▶ WORK TO DO
Update the listing below by changing every "JSON array" to "JSON list" and keeping all other text the same.
Start of GIVEN DATA
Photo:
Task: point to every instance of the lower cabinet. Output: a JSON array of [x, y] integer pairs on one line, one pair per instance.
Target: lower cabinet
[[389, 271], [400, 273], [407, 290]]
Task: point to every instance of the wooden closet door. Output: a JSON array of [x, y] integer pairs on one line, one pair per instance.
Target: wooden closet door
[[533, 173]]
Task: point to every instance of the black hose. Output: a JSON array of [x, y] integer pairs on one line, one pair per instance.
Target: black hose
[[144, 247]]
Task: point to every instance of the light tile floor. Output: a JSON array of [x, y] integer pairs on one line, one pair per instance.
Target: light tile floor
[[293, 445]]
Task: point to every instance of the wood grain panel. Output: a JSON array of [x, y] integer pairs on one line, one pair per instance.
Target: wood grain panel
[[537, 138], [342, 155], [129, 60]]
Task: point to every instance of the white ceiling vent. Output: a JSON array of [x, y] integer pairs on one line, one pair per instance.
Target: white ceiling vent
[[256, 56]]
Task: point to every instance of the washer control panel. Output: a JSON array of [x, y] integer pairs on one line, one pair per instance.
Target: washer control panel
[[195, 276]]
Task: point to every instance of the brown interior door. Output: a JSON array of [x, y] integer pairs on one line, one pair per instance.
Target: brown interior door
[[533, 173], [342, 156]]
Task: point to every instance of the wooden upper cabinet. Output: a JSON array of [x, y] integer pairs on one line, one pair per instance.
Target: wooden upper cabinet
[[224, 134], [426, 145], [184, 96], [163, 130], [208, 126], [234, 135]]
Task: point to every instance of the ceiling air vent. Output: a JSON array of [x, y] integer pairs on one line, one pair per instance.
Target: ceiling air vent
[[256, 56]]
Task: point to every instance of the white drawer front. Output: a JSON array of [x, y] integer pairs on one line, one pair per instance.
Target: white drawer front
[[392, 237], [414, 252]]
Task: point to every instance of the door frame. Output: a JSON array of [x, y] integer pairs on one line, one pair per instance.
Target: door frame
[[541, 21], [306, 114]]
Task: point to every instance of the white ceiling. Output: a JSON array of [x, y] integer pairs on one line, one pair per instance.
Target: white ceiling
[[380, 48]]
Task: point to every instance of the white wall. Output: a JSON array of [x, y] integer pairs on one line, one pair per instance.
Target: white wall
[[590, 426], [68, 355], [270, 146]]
End of GIVEN DATA
▶ RESPONSE BELOW
Photo:
Task: point to every instance of the lower cabinet. Output: a JSON list of [x, y] integer pairs on one line, one pair per instance.
Target: lower cabinet
[[389, 271], [400, 273], [407, 290]]
Task: point to every instance of the wooden closet door. Output: a JSON list of [x, y] integer pairs on one line, one pair per instance.
Target: wooden closet door
[[533, 173]]
Task: point to every instance of the black hose. Output: a JSON list of [x, y] integer pairs on one line, one pair per instance.
Target: black hose
[[144, 247]]
Task: point to every instance of the light tile floor. Output: a JSON list of [x, y] integer pairs on one line, one pair per instance.
Target: light tile floor
[[293, 445]]
Task: point to every instance of the wood grain panel. Output: a JSON list of [x, y] integer pairs on one line, one pair per instance.
Target: wood grain panel
[[537, 138], [342, 155], [129, 60]]
Task: point to every instance of the white ceiling vent. Output: a JSON list of [x, y] integer pairs on one line, one pair per instance.
Target: white ceiling vent
[[256, 56]]
Task: point to every instance of the washer control panel. Output: a JSON list of [x, y] integer pairs on one line, one pair per instance.
Target: washer control panel
[[195, 276]]
Task: point to every instance of the brown interior door. Output: a JSON list of [x, y] integer pairs on one line, one pair per instance.
Target: brown interior door
[[533, 173], [342, 156]]
Task: point to every instance of the wooden upper cabinet. Output: a JSON list of [x, y] integer pairs on one line, one pair per instance.
Target: wooden upper cabinet
[[224, 134], [426, 145], [184, 96], [163, 130], [208, 126], [234, 135]]
Task: point to every instance of the ceiling air vent. Output: a JSON list of [x, y] integer pairs on one line, one pair per instance.
Target: ceiling air vent
[[256, 56]]
Task: point to every instance of the white drawer front. Output: a JSON list of [x, y] integer pairs on one line, one pair per instance.
Target: white drawer front
[[392, 237], [414, 252]]
Task: point to every instance of the door frame. Output: a JSON list of [x, y] integer pairs on one line, one pair per instance.
Target: door frame
[[541, 21], [306, 114]]
Task: point to every instance of the white ceiling. Output: a JSON list of [x, y] integer pairs on one line, one pair per instance.
Target: white ceiling
[[380, 48]]
Task: point to every instance of the white wall. Output: a JSON list of [x, y] integer pairs on one line, one pair per instance.
Target: white wall
[[590, 426], [68, 355], [270, 146]]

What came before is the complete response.